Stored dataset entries

[START]

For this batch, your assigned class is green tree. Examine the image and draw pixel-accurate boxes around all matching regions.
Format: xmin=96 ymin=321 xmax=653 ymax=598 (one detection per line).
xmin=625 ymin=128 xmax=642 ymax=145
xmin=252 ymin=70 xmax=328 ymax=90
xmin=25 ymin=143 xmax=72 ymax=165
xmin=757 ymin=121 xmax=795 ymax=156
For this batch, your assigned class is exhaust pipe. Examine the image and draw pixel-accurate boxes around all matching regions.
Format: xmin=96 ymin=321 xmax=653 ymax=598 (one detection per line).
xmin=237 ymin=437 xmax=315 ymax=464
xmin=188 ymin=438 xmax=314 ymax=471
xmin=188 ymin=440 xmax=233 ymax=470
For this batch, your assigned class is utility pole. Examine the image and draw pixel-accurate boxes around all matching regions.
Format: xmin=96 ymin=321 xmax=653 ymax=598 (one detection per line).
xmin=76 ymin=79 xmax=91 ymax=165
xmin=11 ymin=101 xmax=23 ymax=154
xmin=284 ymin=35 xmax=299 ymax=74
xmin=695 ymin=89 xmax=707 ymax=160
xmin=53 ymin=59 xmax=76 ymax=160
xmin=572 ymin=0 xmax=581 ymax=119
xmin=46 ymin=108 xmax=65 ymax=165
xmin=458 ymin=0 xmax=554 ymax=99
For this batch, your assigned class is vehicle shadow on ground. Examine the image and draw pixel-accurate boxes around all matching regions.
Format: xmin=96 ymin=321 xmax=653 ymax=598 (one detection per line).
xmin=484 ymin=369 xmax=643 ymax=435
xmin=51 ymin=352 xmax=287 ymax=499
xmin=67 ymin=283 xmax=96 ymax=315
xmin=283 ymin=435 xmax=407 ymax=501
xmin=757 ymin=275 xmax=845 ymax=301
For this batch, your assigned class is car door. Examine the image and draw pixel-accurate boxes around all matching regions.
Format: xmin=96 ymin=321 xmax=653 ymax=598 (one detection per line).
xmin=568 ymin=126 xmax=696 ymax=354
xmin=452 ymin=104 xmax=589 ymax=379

[END]

● Task directions
Rewrite all of the data above with every "pixel-accurate" replaced by "tightly fitted", keeping everything else the same.

● Final answer
For this batch, your assigned class is green tree. Examine the image and draw tightly fitted boxes around all matching regions.
Format: xmin=96 ymin=321 xmax=653 ymax=598 (one detection per line).
xmin=625 ymin=128 xmax=642 ymax=145
xmin=252 ymin=70 xmax=328 ymax=90
xmin=25 ymin=143 xmax=72 ymax=165
xmin=757 ymin=121 xmax=795 ymax=156
For this batch, your assigned class is exhaust pipe. Examine the image and draw tightly fitted boxes around all matching regions.
Format: xmin=96 ymin=321 xmax=653 ymax=598 (one detection per line).
xmin=237 ymin=437 xmax=315 ymax=464
xmin=188 ymin=438 xmax=314 ymax=471
xmin=188 ymin=440 xmax=233 ymax=470
For this batch, your assigned class is utility pole. Examine the image and draw tightly fitted boxes around all matching regions.
Format: xmin=96 ymin=321 xmax=653 ymax=598 (one detection per line).
xmin=76 ymin=79 xmax=91 ymax=165
xmin=11 ymin=101 xmax=23 ymax=154
xmin=284 ymin=35 xmax=299 ymax=74
xmin=695 ymin=89 xmax=707 ymax=160
xmin=53 ymin=59 xmax=76 ymax=160
xmin=572 ymin=0 xmax=581 ymax=119
xmin=46 ymin=108 xmax=65 ymax=165
xmin=458 ymin=0 xmax=554 ymax=99
For this batch, your assigned class is vehicle shadow on ground. Examine the image and draw tightly fitted boxes around all matching regions.
Format: xmin=96 ymin=321 xmax=653 ymax=598 (one detection per line).
xmin=484 ymin=369 xmax=643 ymax=435
xmin=51 ymin=352 xmax=287 ymax=499
xmin=67 ymin=283 xmax=96 ymax=315
xmin=283 ymin=435 xmax=407 ymax=501
xmin=757 ymin=275 xmax=845 ymax=301
For this batch, your assigned class is car door. Examine the image and draw tightly fitted boxes around all matching regions.
Format: xmin=96 ymin=321 xmax=653 ymax=598 (one detection per line).
xmin=568 ymin=126 xmax=696 ymax=354
xmin=452 ymin=104 xmax=589 ymax=379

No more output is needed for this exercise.